§ ASSIGNMENT:
For the entries below, repeat exactly each line starting with the one that contains "Target: dark red flower" and going on through the one that contains "[point] green leaf", and no others.
↓↓↓
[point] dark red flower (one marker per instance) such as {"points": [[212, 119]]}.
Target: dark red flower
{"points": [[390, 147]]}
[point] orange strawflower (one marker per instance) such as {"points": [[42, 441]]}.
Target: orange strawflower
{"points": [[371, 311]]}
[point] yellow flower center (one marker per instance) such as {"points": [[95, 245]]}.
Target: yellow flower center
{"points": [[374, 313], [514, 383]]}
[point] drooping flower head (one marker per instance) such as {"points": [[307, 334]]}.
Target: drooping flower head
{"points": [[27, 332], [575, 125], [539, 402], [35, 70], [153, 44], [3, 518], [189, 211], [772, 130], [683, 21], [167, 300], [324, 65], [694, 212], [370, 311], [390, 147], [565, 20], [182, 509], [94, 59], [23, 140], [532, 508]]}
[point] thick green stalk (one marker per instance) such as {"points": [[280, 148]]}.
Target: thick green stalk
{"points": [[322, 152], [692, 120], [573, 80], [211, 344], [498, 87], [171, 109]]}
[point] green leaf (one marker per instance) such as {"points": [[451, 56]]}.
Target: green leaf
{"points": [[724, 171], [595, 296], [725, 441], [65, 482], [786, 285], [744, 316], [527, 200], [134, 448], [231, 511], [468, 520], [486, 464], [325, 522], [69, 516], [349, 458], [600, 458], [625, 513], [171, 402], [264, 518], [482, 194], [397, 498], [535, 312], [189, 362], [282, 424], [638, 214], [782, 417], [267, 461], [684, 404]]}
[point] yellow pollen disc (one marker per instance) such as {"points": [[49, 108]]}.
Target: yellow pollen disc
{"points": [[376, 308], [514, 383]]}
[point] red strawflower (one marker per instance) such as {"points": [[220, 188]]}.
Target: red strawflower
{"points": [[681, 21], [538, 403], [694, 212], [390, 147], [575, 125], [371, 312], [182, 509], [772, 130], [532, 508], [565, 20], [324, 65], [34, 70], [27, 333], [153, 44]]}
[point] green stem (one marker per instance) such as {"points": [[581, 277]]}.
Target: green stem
↑↑↑
§ RESULT OF THIS EXERCISE:
Target: dark red flower
{"points": [[390, 147]]}
[point] orange strawflower (one marker per instance) such as {"points": [[42, 441]]}.
Target: orange strawflower
{"points": [[371, 311]]}
[point] yellow flower center (one marker per instance) such as {"points": [[95, 245]]}.
Target: yellow flower center
{"points": [[374, 313], [514, 383]]}
[point] drooping flower head (one marker per instance) such as {"points": [[307, 334]]}.
Target: drooping flower head
{"points": [[27, 332], [575, 125], [539, 402], [35, 70], [153, 44], [3, 518], [189, 211], [772, 130], [683, 21], [167, 300], [324, 65], [694, 212], [370, 311], [390, 147], [565, 20], [182, 509], [94, 59], [23, 140], [532, 508]]}
[point] thick green stalk (one marker per instance) such as {"points": [[280, 148]]}.
Target: thick green stalk
{"points": [[322, 152], [692, 120], [573, 80], [211, 344], [498, 87], [171, 109]]}
[point] green leaf (one marker per instance) such as {"points": [[451, 56]]}.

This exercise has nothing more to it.